AIM OF THE TASK =>
In the virtio-block document, what maximum device capacity does 64-bit sector addressing support?

SOURCE EXCERPT =>
* begin *
Virtio-block for KVM Guests¶
This document describes virtio-block, a block device interface that can be used for data transfer between KVM guests and the host.
Overview¶
Virtio-block provides a standardized block device interface over the virtio transport. It is the recommended mechanism for large file transfers, particularly disk images ranging from tens of gigabytes to hundreds of gigabytes.
Large File Support¶
Virtio-block is ideal for processing large disk images because:
- 64-bit sector addressing: The
sectorfield in requests is 64-bit, supporting devices up to 8 exabytes (2^64 × 512 bytes) - No memory mapping required: Guest reads/writes in chunks without needing to map the entire file into memory
- Random access: Can seek to any position, essential for sparse files and format conversion
- Efficient batching: Multiple requests can be queued for throughput
- Natural semantics: Input IS a disk image, output IS a disk image
Capacity Calculation¶
Maximum capacity = 2^64 sectors × 512 bytes/sector = 8 exabytes
For a 100 GB image:
sectors = 100 × 1024³ / 512 = 209,715,200 sectors
(easily within 64-bit range)
* end *
INFORMATION PROVIDED =>
* begin *
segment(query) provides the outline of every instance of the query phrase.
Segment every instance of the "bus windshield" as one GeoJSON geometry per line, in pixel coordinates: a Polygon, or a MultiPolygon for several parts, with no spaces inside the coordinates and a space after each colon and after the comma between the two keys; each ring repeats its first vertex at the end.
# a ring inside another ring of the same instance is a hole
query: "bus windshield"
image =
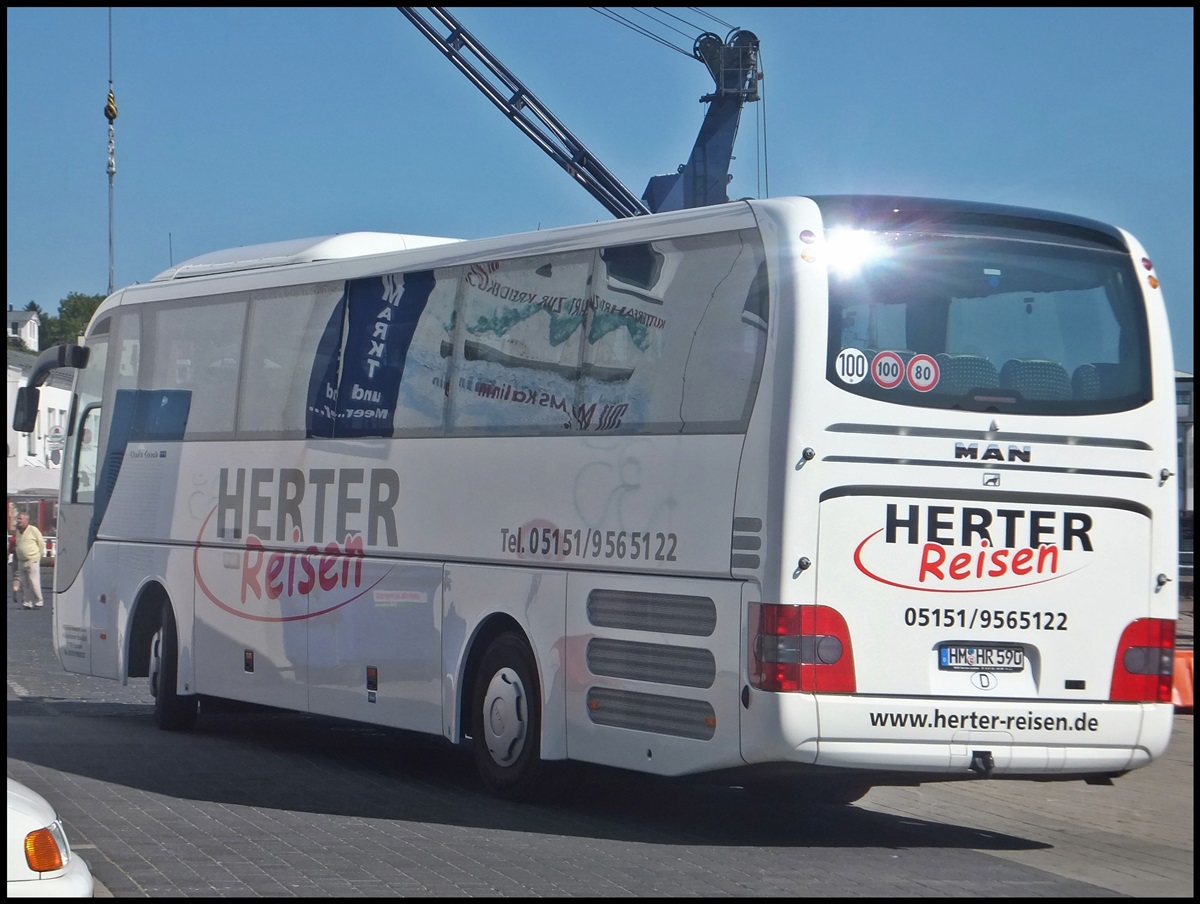
{"type": "Polygon", "coordinates": [[[1127,253],[1061,237],[830,231],[828,378],[930,408],[1081,415],[1151,399],[1127,253]]]}

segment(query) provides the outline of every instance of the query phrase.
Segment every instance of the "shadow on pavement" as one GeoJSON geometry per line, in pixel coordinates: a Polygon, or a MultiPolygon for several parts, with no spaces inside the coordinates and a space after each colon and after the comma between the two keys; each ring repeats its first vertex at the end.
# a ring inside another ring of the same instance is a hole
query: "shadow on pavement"
{"type": "Polygon", "coordinates": [[[565,790],[550,803],[509,803],[482,790],[469,754],[437,740],[276,711],[204,713],[194,732],[173,734],[160,731],[152,708],[144,705],[25,698],[8,701],[7,732],[10,758],[200,806],[630,843],[983,851],[1045,846],[853,806],[806,809],[780,792],[600,768],[571,770],[565,790]]]}

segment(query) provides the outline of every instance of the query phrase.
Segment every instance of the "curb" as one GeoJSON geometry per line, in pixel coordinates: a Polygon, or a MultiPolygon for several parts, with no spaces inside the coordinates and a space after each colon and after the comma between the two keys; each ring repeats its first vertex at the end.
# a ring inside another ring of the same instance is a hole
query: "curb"
{"type": "Polygon", "coordinates": [[[1175,704],[1175,712],[1190,713],[1193,711],[1192,698],[1195,690],[1195,675],[1192,671],[1192,649],[1175,651],[1175,687],[1171,689],[1171,702],[1175,704]]]}

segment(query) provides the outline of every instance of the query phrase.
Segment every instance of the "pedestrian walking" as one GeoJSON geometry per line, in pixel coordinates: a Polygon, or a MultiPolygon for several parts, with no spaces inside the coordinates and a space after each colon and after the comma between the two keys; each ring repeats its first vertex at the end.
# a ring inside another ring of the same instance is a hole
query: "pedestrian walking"
{"type": "Polygon", "coordinates": [[[17,534],[13,544],[13,564],[17,576],[13,579],[13,593],[20,589],[20,605],[24,609],[42,607],[42,557],[46,555],[46,538],[35,525],[29,523],[24,511],[17,515],[17,534]]]}

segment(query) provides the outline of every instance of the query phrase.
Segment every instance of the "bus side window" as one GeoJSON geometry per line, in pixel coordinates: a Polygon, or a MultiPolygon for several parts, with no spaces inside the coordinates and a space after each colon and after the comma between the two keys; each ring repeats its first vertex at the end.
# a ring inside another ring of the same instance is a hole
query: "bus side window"
{"type": "Polygon", "coordinates": [[[343,283],[332,282],[251,293],[239,437],[305,435],[317,346],[342,291],[343,283]]]}

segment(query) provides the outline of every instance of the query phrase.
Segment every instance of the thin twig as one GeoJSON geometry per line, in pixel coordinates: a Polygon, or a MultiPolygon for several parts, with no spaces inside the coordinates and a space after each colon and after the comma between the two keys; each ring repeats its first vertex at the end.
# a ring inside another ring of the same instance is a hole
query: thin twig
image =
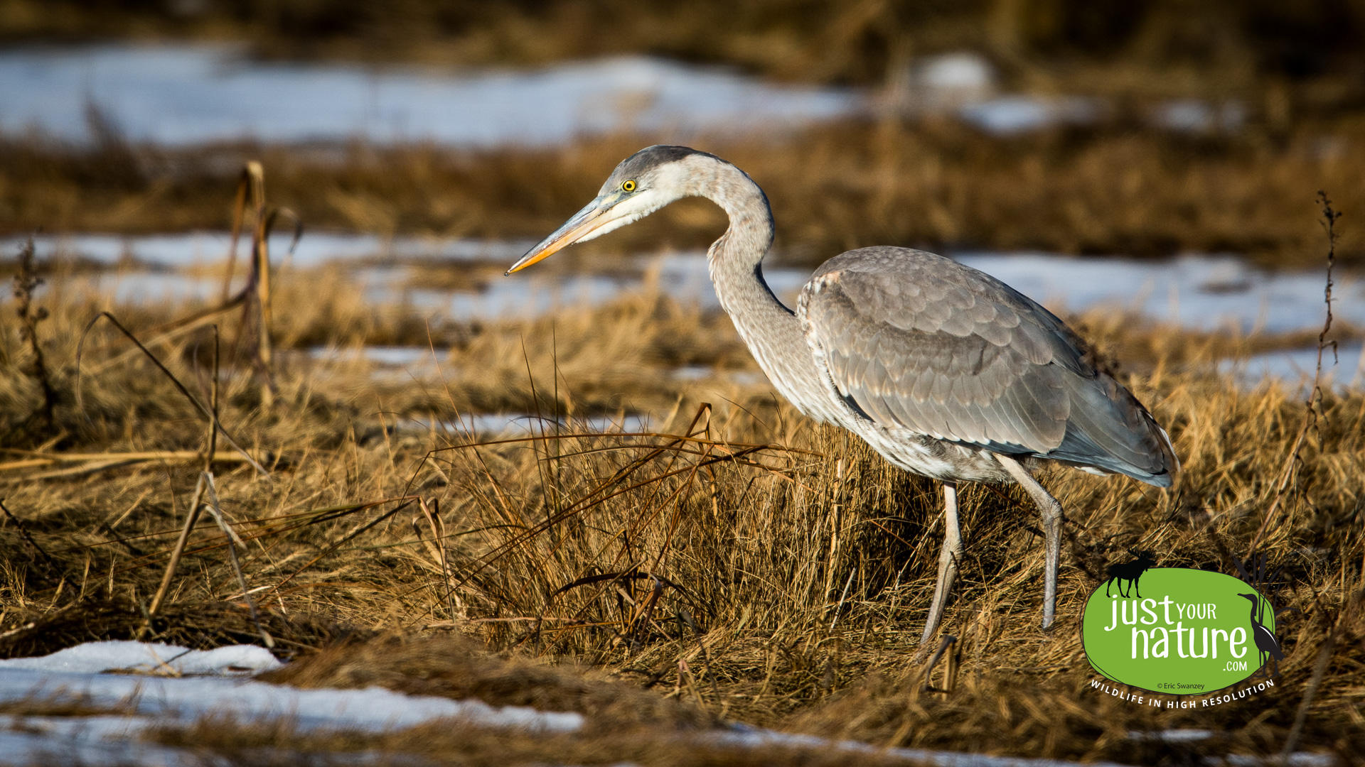
{"type": "Polygon", "coordinates": [[[228,520],[222,519],[222,510],[218,508],[218,493],[213,484],[213,475],[205,471],[202,476],[209,489],[209,513],[213,515],[213,521],[218,523],[218,527],[221,527],[222,532],[228,536],[228,561],[232,562],[232,572],[236,573],[238,585],[242,587],[242,598],[247,600],[247,609],[251,610],[251,622],[255,624],[257,633],[261,635],[261,641],[263,641],[270,650],[274,650],[274,637],[272,637],[270,632],[265,631],[265,626],[261,625],[261,614],[257,611],[255,599],[251,599],[251,591],[247,588],[247,579],[242,575],[242,565],[238,562],[236,546],[232,545],[232,542],[236,540],[240,546],[242,539],[238,538],[236,531],[228,525],[228,520]]]}
{"type": "Polygon", "coordinates": [[[175,542],[175,549],[171,550],[171,561],[167,562],[167,572],[161,576],[161,585],[157,588],[157,594],[152,598],[152,605],[147,607],[149,616],[156,616],[157,610],[161,609],[161,600],[165,599],[167,591],[171,588],[171,580],[175,577],[175,568],[180,564],[180,555],[184,554],[184,545],[190,540],[190,531],[194,530],[194,523],[199,520],[199,501],[203,498],[203,476],[201,472],[199,482],[194,486],[190,510],[184,516],[184,527],[180,530],[179,540],[175,542]]]}

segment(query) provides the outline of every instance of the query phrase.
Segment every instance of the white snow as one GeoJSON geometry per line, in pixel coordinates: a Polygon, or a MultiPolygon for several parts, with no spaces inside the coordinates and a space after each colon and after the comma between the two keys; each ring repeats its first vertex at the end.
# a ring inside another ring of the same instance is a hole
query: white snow
{"type": "MultiPolygon", "coordinates": [[[[188,651],[167,644],[98,641],[71,647],[44,658],[0,661],[0,701],[79,700],[111,714],[90,717],[0,715],[0,764],[29,764],[40,759],[57,763],[145,764],[179,767],[203,764],[206,755],[141,740],[154,725],[188,725],[206,715],[243,722],[287,718],[299,730],[385,732],[437,719],[491,727],[524,727],[531,732],[573,732],[583,718],[571,712],[532,708],[495,708],[478,700],[401,695],[381,688],[299,689],[224,674],[244,667],[278,666],[259,647],[236,646],[188,651]],[[123,673],[108,674],[102,670],[123,673]],[[141,673],[128,673],[141,671],[141,673]],[[157,676],[157,673],[162,676],[157,676]],[[165,676],[172,674],[172,676],[165,676]],[[205,676],[173,676],[205,674],[205,676]],[[121,711],[123,714],[117,714],[121,711]]],[[[1188,740],[1183,732],[1168,733],[1188,740]]],[[[1205,733],[1200,733],[1203,736],[1205,733]]],[[[1190,737],[1193,732],[1190,733],[1190,737]]],[[[695,736],[699,742],[738,748],[794,747],[846,749],[900,757],[936,767],[1073,767],[1057,759],[1021,759],[913,748],[880,749],[856,741],[778,733],[736,725],[695,736]]],[[[1144,736],[1145,737],[1145,736],[1144,736]]],[[[274,760],[308,762],[308,755],[270,752],[274,760]]],[[[358,752],[328,755],[326,763],[392,763],[401,755],[358,752]]],[[[1228,757],[1230,764],[1253,767],[1259,760],[1228,757]]],[[[1330,767],[1331,756],[1298,753],[1293,764],[1330,767]]],[[[1119,767],[1097,763],[1095,767],[1119,767]]]]}
{"type": "Polygon", "coordinates": [[[214,650],[186,650],[143,641],[89,641],[42,658],[0,661],[0,671],[146,671],[153,674],[242,674],[269,671],[280,662],[265,647],[235,644],[214,650]]]}
{"type": "Polygon", "coordinates": [[[38,755],[90,764],[194,763],[184,752],[136,738],[152,725],[187,725],[206,715],[288,718],[302,730],[384,732],[437,719],[539,732],[572,732],[583,725],[583,717],[573,712],[500,708],[382,688],[300,689],[244,678],[278,666],[261,647],[192,651],[138,641],[96,641],[42,658],[0,661],[0,701],[78,700],[126,712],[0,717],[0,763],[26,764],[38,755]],[[120,673],[101,673],[109,670],[120,673]]]}

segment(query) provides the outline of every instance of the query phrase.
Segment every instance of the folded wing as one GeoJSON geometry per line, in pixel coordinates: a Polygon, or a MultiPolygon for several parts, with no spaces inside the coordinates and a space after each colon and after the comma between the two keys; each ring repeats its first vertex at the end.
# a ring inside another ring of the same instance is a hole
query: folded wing
{"type": "Polygon", "coordinates": [[[988,274],[916,250],[854,250],[812,276],[797,314],[838,396],[882,424],[1160,486],[1178,467],[1085,343],[988,274]]]}

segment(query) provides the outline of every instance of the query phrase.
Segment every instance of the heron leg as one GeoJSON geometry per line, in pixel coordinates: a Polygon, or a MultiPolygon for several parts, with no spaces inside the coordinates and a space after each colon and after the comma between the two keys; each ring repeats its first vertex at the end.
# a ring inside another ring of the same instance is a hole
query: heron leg
{"type": "Polygon", "coordinates": [[[943,620],[943,609],[947,607],[947,595],[953,591],[953,580],[957,577],[958,561],[962,558],[962,531],[957,524],[957,483],[943,483],[943,549],[939,551],[939,580],[934,587],[934,603],[930,605],[930,620],[924,624],[924,636],[920,637],[920,652],[928,647],[934,639],[939,622],[943,620]]]}
{"type": "Polygon", "coordinates": [[[995,453],[995,460],[1001,461],[1005,471],[1024,487],[1043,513],[1043,538],[1047,546],[1043,573],[1043,628],[1051,628],[1057,618],[1057,570],[1062,564],[1062,504],[1014,459],[995,453]]]}

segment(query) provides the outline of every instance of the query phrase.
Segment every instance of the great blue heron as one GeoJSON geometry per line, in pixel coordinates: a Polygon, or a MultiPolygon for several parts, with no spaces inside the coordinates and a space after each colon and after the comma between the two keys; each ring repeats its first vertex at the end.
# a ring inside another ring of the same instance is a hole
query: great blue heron
{"type": "Polygon", "coordinates": [[[958,482],[1017,482],[1043,513],[1043,628],[1057,611],[1062,506],[1029,469],[1046,461],[1170,487],[1170,438],[1088,359],[1061,319],[999,280],[901,247],[826,261],[796,311],[763,281],[773,212],[734,165],[685,146],[650,146],[616,167],[597,199],[508,270],[637,221],[684,197],[730,217],[707,251],[721,307],[774,386],[805,415],[844,426],[897,467],[943,482],[945,538],[921,647],[943,616],[962,557],[958,482]]]}
{"type": "MultiPolygon", "coordinates": [[[[1284,651],[1280,650],[1279,640],[1271,629],[1265,628],[1261,622],[1261,613],[1269,606],[1268,602],[1261,599],[1260,594],[1238,594],[1238,596],[1245,596],[1252,600],[1252,639],[1256,641],[1256,651],[1261,655],[1261,665],[1259,669],[1265,669],[1265,663],[1271,662],[1275,665],[1275,676],[1279,676],[1279,662],[1284,659],[1284,651]]],[[[1271,617],[1274,618],[1274,610],[1271,610],[1271,617]]],[[[1269,677],[1269,669],[1265,669],[1265,676],[1269,677]]]]}

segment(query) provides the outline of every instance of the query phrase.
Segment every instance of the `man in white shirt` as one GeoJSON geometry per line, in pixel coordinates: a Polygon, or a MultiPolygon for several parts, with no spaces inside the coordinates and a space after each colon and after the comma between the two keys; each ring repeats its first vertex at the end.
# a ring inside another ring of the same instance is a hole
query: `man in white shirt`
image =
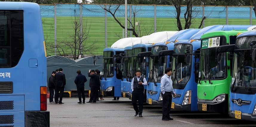
{"type": "Polygon", "coordinates": [[[133,108],[135,110],[135,116],[139,114],[139,117],[142,117],[143,110],[143,101],[144,100],[144,86],[148,85],[146,79],[141,76],[141,71],[138,70],[135,72],[136,76],[132,79],[131,81],[131,89],[132,96],[131,102],[133,108]],[[137,101],[139,101],[139,109],[137,105],[137,101]]]}

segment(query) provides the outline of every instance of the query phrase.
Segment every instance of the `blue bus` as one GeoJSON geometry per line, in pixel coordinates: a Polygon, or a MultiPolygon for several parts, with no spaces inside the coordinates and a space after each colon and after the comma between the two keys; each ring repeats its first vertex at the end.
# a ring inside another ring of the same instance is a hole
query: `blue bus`
{"type": "Polygon", "coordinates": [[[175,33],[165,43],[158,43],[153,45],[150,58],[148,83],[147,87],[147,103],[162,105],[163,98],[160,94],[160,81],[162,76],[164,75],[165,68],[170,67],[171,57],[166,55],[167,54],[163,55],[163,57],[160,57],[159,52],[172,49],[175,42],[179,40],[189,39],[200,29],[190,29],[181,30],[175,33]]]}
{"type": "Polygon", "coordinates": [[[0,126],[49,127],[39,6],[0,2],[0,126]]]}
{"type": "MultiPolygon", "coordinates": [[[[138,57],[138,54],[142,52],[150,51],[151,50],[152,44],[140,43],[136,44],[132,46],[131,55],[131,70],[129,76],[129,98],[131,99],[132,91],[131,89],[131,83],[133,77],[136,76],[135,72],[138,69],[140,70],[142,72],[141,76],[147,80],[148,73],[149,58],[144,55],[138,57]]],[[[145,100],[145,92],[146,86],[144,86],[144,95],[145,100]]]]}
{"type": "Polygon", "coordinates": [[[120,54],[123,48],[107,48],[103,51],[103,70],[100,81],[100,94],[112,97],[121,95],[121,79],[122,77],[120,54]]]}
{"type": "Polygon", "coordinates": [[[121,63],[123,65],[122,78],[121,81],[121,95],[128,98],[129,84],[131,83],[130,75],[131,70],[131,54],[132,46],[127,46],[124,48],[124,54],[122,57],[121,63]]]}
{"type": "Polygon", "coordinates": [[[229,116],[254,121],[256,121],[255,44],[256,31],[253,31],[239,35],[235,46],[229,46],[234,51],[231,67],[229,116]]]}

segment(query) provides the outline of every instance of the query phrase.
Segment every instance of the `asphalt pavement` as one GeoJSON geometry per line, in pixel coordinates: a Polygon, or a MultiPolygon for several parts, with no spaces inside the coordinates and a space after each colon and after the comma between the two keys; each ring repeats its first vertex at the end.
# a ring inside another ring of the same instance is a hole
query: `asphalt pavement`
{"type": "MultiPolygon", "coordinates": [[[[135,112],[129,99],[120,97],[119,101],[112,101],[112,98],[104,98],[95,103],[78,104],[77,98],[64,98],[63,104],[48,103],[50,126],[256,126],[256,122],[217,113],[175,109],[170,112],[174,120],[162,121],[162,107],[145,104],[143,117],[139,117],[134,116],[135,112]]],[[[86,98],[86,101],[88,100],[86,98]]]]}

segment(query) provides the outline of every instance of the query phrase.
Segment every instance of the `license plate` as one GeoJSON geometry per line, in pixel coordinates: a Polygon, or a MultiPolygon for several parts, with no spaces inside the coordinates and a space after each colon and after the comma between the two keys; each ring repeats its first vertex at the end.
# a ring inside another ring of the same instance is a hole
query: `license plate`
{"type": "Polygon", "coordinates": [[[241,119],[241,111],[235,110],[235,118],[241,119]]]}
{"type": "Polygon", "coordinates": [[[148,104],[152,104],[152,99],[148,98],[148,104]]]}
{"type": "Polygon", "coordinates": [[[207,105],[205,104],[202,104],[202,110],[205,111],[207,111],[207,105]]]}
{"type": "Polygon", "coordinates": [[[171,108],[174,109],[174,102],[171,102],[171,108]]]}

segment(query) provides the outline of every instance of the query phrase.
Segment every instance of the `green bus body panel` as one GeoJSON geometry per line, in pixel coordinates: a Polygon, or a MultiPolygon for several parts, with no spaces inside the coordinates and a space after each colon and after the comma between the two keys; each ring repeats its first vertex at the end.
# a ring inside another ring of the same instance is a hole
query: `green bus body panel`
{"type": "MultiPolygon", "coordinates": [[[[230,70],[229,70],[230,71],[230,70]]],[[[209,83],[208,80],[205,82],[201,80],[201,84],[197,85],[197,97],[200,99],[212,100],[215,97],[222,93],[228,94],[229,93],[229,85],[231,76],[225,79],[218,80],[211,80],[212,84],[209,83]],[[204,93],[205,92],[206,96],[204,93]]]]}
{"type": "MultiPolygon", "coordinates": [[[[211,37],[225,36],[226,38],[226,43],[229,43],[229,37],[231,36],[237,36],[239,33],[243,33],[248,31],[247,30],[232,30],[231,31],[217,31],[210,32],[201,36],[201,40],[204,40],[207,38],[211,37]]],[[[202,47],[202,43],[201,47],[202,47]]],[[[203,48],[203,49],[206,48],[203,48]]],[[[227,66],[230,67],[230,60],[228,59],[227,55],[227,66]]],[[[212,59],[215,59],[213,58],[212,59]]],[[[227,77],[225,79],[219,80],[211,80],[212,84],[209,83],[208,79],[201,80],[201,84],[197,84],[197,97],[200,99],[212,100],[218,95],[222,93],[229,94],[230,82],[231,81],[231,76],[230,75],[230,68],[227,69],[227,77]],[[206,81],[206,82],[204,81],[206,81]],[[206,95],[204,95],[205,92],[206,95]]],[[[228,99],[227,98],[227,99],[228,99]]]]}

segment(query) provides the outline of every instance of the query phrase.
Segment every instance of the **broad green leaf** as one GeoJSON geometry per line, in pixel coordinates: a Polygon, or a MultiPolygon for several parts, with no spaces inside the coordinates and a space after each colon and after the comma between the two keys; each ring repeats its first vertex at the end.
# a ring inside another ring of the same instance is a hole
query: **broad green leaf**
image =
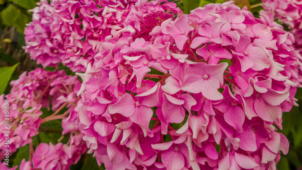
{"type": "Polygon", "coordinates": [[[0,59],[3,61],[6,61],[11,64],[16,64],[18,63],[17,60],[12,58],[11,56],[4,53],[0,52],[0,59]]]}
{"type": "Polygon", "coordinates": [[[209,0],[210,1],[206,1],[206,0],[200,0],[200,2],[199,3],[199,6],[203,7],[204,5],[205,5],[207,4],[213,3],[215,2],[212,2],[210,0],[209,0]]]}
{"type": "Polygon", "coordinates": [[[183,12],[188,14],[190,11],[198,6],[200,3],[199,0],[184,0],[182,1],[184,5],[183,12]]]}
{"type": "Polygon", "coordinates": [[[4,24],[15,27],[18,32],[24,34],[25,24],[28,22],[28,17],[20,9],[11,5],[1,11],[0,16],[4,24]]]}
{"type": "Polygon", "coordinates": [[[10,0],[17,5],[22,7],[27,10],[33,9],[37,6],[37,2],[35,0],[10,0]]]}
{"type": "Polygon", "coordinates": [[[81,170],[86,170],[86,169],[103,170],[105,169],[104,167],[103,166],[99,166],[96,162],[95,158],[93,156],[93,154],[88,155],[88,157],[82,167],[81,170]]]}
{"type": "Polygon", "coordinates": [[[11,75],[14,72],[16,67],[19,64],[18,63],[11,67],[5,67],[0,68],[0,77],[2,80],[0,82],[0,95],[4,92],[5,89],[7,87],[8,82],[11,77],[11,75]]]}
{"type": "Polygon", "coordinates": [[[281,156],[279,162],[277,163],[277,168],[278,169],[283,170],[290,170],[288,161],[286,157],[281,156]]]}
{"type": "Polygon", "coordinates": [[[16,157],[13,160],[13,164],[11,167],[14,167],[16,165],[18,165],[18,167],[17,169],[18,170],[19,165],[21,163],[21,162],[24,159],[27,161],[28,161],[29,159],[29,145],[28,144],[18,149],[16,157]]]}

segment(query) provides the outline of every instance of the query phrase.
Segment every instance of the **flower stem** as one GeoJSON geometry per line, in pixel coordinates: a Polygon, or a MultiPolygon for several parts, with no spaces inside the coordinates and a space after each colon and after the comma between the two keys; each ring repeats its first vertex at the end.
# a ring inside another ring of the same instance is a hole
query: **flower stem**
{"type": "Polygon", "coordinates": [[[159,82],[162,84],[165,84],[165,81],[166,79],[167,79],[169,76],[171,75],[169,73],[168,73],[167,74],[165,75],[162,78],[162,79],[159,81],[159,82]]]}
* end *
SOLUTION TO THIS TASK =>
8 exabytes (2^64 sectors × 512 bytes per sector).